PASSAGE PROVIDED:
========================================

They're every bit as heavy as normal hardware, and unless you have someone to set up and tear down your equipment, I find they're a much, much bigger pain for making adjustments and adapting to changing gig situations. Not every room is the same size and not every gig requires the same kit, "standard" hardware provides more options and usually uses a smaller - and more adaptable - footprint......
.....The hex shape will make keeping things in place easier than with a round tube, and they seem to have considered ergonomics carefully.
Just a couple notes. The footprint on my kit (five piece w/ 9 cymbals) mounted to a PDP/Gibraltar rack, substantially decreased with the use of a rack vs. stands. Adjusting the four lateral feet of the rack to squeeze into corners or smaller stages has been much less a fiasco on gig night than even I thought it would be. I used to have to either move or completely subtract a cymbal and it's stand without the rack at some places using single stands. I suppose the only real complaint I've ever had with the rack is the awkwardness of not being able to case it for travel. The rack definitely requires a little more man-power and some kind of vehicle that can accommodate the tubes.

========================================

SUPPLIED DATA:
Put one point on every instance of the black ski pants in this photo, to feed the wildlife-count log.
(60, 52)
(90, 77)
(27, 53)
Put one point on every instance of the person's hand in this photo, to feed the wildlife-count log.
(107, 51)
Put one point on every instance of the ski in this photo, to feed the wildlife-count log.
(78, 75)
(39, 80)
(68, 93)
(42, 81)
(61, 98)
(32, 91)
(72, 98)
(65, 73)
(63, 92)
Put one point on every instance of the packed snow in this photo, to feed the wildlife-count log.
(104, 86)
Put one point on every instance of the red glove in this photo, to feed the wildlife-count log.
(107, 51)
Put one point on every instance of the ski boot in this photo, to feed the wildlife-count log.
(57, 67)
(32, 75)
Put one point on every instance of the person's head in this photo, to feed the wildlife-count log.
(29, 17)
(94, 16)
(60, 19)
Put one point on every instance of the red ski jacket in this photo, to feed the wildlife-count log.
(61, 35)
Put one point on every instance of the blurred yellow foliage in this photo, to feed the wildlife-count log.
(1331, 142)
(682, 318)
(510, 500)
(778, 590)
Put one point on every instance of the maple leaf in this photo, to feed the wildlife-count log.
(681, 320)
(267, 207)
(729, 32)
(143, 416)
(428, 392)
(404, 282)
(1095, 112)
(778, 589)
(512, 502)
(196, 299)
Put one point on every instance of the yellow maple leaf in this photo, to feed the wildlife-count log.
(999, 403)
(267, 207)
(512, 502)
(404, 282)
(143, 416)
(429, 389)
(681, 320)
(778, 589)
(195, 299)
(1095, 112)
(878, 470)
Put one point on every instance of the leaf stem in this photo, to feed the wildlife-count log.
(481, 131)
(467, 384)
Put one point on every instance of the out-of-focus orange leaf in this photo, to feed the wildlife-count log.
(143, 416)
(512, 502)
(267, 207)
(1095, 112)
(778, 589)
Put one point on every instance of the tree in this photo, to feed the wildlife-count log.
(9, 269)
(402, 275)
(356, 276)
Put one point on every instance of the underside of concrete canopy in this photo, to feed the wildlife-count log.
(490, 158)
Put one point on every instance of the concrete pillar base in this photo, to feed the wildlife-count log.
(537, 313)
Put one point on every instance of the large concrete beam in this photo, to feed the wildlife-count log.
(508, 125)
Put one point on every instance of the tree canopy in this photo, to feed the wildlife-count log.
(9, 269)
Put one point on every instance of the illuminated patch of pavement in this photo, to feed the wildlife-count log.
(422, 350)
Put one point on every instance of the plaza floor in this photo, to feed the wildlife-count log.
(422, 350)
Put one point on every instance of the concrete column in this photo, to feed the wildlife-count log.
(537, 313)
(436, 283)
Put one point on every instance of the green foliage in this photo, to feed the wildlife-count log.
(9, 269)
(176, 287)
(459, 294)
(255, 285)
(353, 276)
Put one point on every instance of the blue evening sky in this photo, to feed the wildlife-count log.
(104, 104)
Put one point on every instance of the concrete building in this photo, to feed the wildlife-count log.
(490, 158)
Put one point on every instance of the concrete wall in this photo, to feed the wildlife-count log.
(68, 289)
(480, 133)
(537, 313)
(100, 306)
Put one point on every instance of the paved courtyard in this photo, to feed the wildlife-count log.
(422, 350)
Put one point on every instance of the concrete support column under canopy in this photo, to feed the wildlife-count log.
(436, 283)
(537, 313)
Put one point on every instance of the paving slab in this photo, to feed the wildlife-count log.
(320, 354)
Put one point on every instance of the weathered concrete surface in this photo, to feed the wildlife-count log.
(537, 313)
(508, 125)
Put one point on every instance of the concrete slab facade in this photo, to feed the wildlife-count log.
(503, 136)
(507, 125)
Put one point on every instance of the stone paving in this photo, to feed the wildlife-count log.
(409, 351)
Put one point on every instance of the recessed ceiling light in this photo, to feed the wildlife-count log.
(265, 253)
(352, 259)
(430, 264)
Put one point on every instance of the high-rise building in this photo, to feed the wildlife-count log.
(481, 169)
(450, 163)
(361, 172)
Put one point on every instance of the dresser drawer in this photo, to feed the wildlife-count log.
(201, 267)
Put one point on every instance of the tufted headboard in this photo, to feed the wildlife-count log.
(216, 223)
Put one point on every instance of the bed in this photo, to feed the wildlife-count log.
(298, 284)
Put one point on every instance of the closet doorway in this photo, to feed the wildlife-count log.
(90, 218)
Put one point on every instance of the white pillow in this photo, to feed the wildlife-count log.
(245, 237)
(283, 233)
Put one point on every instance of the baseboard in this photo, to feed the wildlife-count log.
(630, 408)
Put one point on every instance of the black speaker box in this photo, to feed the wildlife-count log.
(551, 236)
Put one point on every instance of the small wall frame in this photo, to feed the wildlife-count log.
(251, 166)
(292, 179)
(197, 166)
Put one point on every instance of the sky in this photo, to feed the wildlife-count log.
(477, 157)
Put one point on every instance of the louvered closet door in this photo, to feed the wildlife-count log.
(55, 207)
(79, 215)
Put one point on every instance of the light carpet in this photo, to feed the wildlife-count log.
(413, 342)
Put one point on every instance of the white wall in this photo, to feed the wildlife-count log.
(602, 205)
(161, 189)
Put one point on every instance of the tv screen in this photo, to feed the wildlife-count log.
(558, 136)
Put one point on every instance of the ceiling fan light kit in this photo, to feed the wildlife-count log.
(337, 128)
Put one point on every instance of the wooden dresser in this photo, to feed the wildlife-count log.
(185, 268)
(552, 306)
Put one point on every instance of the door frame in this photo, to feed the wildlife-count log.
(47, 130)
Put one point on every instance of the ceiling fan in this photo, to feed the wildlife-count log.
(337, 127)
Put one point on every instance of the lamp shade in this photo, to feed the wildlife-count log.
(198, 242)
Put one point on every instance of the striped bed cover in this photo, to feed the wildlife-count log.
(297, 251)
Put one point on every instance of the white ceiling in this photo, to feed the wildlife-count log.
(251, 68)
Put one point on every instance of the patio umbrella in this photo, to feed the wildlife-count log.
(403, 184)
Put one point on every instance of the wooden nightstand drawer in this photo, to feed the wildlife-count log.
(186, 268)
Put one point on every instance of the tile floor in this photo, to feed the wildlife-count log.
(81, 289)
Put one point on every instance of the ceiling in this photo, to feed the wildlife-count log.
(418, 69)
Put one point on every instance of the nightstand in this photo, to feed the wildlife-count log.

========================================

DIRECTION 1: Display every line of the listing above that contains the string "closet".
DIRECTION 2: Resume the passage on drum racks versus standard hardware, continuing it from its last sentence.

RESPONSE 1:
Put one point on every instance of the closet doorway in this photo, to feed the wildlife-count log.
Put one point on every instance of the louvered closet door in this photo, to feed the wildlife-count log.

RESPONSE 2:
And second, I also use a Yammie Hex rack at the church I play at, and the hex design merely is a mount that holds a rubber ROUND omni-ball with an inner-hex that fits over the tube, and than the tom/accessory mounts over the ROUND ball. So, in a sense, it's still round. It's not metal to metal tubes and accessory mounts, but still not really any better than round tube design.

I think you'll find that people who have had problems with their round tube racks are pushing the limits of logic by not using memory locks, hanging excessively heavy items, bashing completely too hard, or completely overtightening to where the clamps can't be tight any more. The same could definitely apply for any rack used improperly.

Again, my experience. OP, if you can, go and play a kit mounted on a rack to test drive. There are a few different choices out there so do a search on this forum and you'll find lots of info with other people's experiences and then you should be able to make a better informed decision.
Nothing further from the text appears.